TEKS BACAAN.

········

Tawar-menawar kekuasaan antar-partai politik bukan fenomena Indonesia. Partai politik sama sekali bukan musuh demokrasi. Justru ia bagian penting dalam demokrasi perwakilan. Masalah terletak pada bagaimana partai politik itu dikelola. Tata kelola partai mencerminkan tujuan pendiriannya: berperan mewujudkan tujuan bernegara dalam Pembukaan Undang-Undang Dasar 1945 atau sekadar mengeruk keuntungan dari jabatan publik.
Partai politik yang didirikan untuk menopang demokrasi akan dikelola pula secara demokratis dalam pengaderan, penentuan pengurus, hingga penentuan calon-calon wakil di lembaga legislatif. Partai juga berperan penting dalam pendidikan politik. Partai seharusnya membongkar pemahaman dan perilaku politik masyarakat yang terpaku pada popularitas. Partai harus mengajari rakyat bagaimana memilih wakil-wakil mereka berdasarkan kapasitas dan integritas. Alih-alih melakukan tugas demokrasi itu, partai politik malah memanfaatkan keawaman masyarakat untuk mendulang suara dengan memenuhi ruang publik dengan baliho dan slogan.

········

BARIS DATA.
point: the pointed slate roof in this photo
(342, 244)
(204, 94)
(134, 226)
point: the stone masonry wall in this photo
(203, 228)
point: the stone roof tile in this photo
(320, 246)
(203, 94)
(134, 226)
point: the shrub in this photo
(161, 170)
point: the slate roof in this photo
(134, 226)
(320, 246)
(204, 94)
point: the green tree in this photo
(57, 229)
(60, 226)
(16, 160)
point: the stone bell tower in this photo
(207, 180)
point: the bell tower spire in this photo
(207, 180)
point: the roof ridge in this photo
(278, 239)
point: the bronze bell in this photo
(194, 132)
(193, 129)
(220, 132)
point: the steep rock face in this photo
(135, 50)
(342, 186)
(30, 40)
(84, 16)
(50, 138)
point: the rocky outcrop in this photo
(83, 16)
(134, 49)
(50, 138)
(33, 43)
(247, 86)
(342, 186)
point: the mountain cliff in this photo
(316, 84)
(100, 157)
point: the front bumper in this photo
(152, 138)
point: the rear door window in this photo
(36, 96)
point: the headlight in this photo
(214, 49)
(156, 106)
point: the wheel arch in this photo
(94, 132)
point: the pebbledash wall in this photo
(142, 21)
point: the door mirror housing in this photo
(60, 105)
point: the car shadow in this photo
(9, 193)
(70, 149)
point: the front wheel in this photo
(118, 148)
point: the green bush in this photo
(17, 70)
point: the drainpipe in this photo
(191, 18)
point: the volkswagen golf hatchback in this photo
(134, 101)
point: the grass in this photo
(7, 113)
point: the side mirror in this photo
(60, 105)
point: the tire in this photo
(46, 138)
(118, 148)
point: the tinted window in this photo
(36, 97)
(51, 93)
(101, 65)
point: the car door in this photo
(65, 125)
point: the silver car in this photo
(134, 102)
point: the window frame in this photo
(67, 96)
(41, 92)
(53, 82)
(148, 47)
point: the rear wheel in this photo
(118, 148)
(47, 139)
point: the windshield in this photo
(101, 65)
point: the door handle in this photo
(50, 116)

········

TUJUAN.
Menurut teks bacaan di atas, berdasarkan apa partai harus mengajari rakyat memilih wakil-wakil mereka?

JAWABAN BENAR.
Berdasarkan kapasitas dan integritas.